◆ **OBJECTIVE**:
Convert the lines below, from the line containing "Q: Where is the bear's snout" through the final line, into a JSON list of strings with one string per line and no blank lines.

◆ **DATA**:
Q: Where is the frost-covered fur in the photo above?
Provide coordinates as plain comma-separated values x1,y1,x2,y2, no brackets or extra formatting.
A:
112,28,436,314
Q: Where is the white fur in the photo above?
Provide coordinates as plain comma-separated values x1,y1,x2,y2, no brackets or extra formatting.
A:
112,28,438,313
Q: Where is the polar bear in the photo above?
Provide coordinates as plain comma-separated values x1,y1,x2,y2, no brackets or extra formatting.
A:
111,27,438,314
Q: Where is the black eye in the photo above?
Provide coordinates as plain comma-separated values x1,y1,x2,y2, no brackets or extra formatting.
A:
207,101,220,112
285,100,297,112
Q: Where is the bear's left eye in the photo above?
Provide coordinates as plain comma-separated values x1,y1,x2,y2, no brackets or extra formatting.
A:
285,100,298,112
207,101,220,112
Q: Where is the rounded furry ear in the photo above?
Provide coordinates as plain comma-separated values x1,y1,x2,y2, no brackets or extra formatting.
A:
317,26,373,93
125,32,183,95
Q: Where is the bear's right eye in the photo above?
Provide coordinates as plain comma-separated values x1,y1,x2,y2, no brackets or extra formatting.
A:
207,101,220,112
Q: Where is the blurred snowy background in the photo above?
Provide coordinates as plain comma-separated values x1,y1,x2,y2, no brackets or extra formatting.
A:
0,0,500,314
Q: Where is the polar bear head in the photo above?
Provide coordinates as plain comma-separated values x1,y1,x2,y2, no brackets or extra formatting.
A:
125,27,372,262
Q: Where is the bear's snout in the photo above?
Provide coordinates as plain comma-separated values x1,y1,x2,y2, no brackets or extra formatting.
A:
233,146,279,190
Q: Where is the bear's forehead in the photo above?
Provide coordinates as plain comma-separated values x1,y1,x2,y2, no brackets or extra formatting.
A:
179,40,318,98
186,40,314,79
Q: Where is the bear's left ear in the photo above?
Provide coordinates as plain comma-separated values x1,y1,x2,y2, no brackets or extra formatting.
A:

◆ **CORRECT OUTPUT**:
[
  "Q: Where is the bear's snout in the photo above?",
  "Provide coordinates as plain comma-separated values x1,y1,x2,y2, no brackets or extra formatting.",
  "A:",
  "233,146,279,190",
  "Q: Where is the bear's forehead in the photo above?",
  "Provide coordinates as plain comma-separated values x1,y1,x2,y2, no brackets or extra formatting.",
  "A:",
  "179,40,318,98",
  "186,40,314,79",
  "Q: Where is the bear's left ear in the photo above?",
  "Provide coordinates as plain comma-separated values x1,y1,x2,y2, no brackets or extra formatting.",
  "A:"
]